» Stated task
Output exactly the lines that run from the line with "point: the cumulus" to the end of the material, both ends included, and no other lines.

» A run of records

● ● ●

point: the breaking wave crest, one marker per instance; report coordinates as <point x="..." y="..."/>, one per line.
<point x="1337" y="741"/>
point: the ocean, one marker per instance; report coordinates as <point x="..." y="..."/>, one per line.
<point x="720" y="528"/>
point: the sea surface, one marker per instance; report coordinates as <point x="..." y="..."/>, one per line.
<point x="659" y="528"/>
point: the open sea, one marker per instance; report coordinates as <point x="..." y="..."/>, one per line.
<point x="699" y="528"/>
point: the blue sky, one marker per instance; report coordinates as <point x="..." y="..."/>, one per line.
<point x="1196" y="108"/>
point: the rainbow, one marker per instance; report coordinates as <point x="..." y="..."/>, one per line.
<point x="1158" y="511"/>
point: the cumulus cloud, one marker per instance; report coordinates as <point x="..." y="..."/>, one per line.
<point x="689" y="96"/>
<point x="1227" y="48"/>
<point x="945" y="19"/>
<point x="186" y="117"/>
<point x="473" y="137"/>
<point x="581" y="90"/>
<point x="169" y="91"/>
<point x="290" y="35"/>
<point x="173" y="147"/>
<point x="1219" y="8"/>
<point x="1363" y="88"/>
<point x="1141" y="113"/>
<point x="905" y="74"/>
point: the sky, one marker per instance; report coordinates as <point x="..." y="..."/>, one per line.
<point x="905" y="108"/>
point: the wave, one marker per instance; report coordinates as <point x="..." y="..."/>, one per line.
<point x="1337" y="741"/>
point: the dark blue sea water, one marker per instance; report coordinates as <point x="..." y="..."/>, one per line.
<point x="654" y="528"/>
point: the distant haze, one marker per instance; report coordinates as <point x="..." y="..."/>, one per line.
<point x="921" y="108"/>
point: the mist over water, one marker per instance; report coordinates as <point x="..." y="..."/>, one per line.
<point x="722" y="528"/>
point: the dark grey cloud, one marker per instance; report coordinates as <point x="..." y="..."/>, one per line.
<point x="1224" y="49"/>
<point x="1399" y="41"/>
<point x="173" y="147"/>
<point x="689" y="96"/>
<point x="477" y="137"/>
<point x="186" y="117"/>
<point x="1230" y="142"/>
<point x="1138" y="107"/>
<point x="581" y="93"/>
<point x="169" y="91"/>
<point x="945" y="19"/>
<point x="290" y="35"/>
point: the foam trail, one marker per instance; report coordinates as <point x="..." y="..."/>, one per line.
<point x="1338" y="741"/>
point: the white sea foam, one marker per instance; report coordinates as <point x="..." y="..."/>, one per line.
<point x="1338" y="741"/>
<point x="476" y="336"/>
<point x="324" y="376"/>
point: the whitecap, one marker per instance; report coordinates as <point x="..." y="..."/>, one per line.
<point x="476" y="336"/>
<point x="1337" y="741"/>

● ● ●

» Written response
point: the cumulus cloud, one marker per instance; report coordinates as <point x="..." y="..."/>, one per line.
<point x="689" y="96"/>
<point x="1227" y="48"/>
<point x="945" y="19"/>
<point x="186" y="117"/>
<point x="473" y="137"/>
<point x="581" y="90"/>
<point x="169" y="91"/>
<point x="290" y="35"/>
<point x="173" y="147"/>
<point x="1219" y="8"/>
<point x="1363" y="88"/>
<point x="1141" y="113"/>
<point x="905" y="74"/>
point: the sky, one marker per instance; report coordinates as <point x="..." y="..."/>, one per line.
<point x="905" y="108"/>
point: the wave, one marker per instance; report coordinates as <point x="..." y="..."/>, one per line.
<point x="1337" y="741"/>
point: the dark blue sea water, one marker per instance; report coordinates as <point x="..." y="..."/>, one per line.
<point x="654" y="528"/>
point: the distant haze, one marker per instance; report coordinates as <point x="..." y="..."/>, one per line.
<point x="921" y="108"/>
point: the mist over water, one marker per instance; report coordinates as <point x="..." y="..."/>, one per line.
<point x="722" y="528"/>
point: the dark grey cloud, one marker per instance; report coordinates as <point x="..." y="..."/>, one per line.
<point x="1224" y="49"/>
<point x="1399" y="41"/>
<point x="173" y="147"/>
<point x="689" y="96"/>
<point x="477" y="137"/>
<point x="186" y="117"/>
<point x="1230" y="142"/>
<point x="1138" y="107"/>
<point x="581" y="93"/>
<point x="169" y="91"/>
<point x="945" y="19"/>
<point x="290" y="35"/>
point: the foam trail, one marker per instance; report coordinates as <point x="..." y="..."/>, one per line.
<point x="1338" y="741"/>
point: the white sea foam, one marker per instance; report coordinates as <point x="..." y="..."/>, one per line.
<point x="1338" y="741"/>
<point x="476" y="336"/>
<point x="324" y="376"/>
point: the whitecap, one marker per instance; report coordinates as <point x="..." y="..."/>, one per line.
<point x="476" y="336"/>
<point x="1337" y="741"/>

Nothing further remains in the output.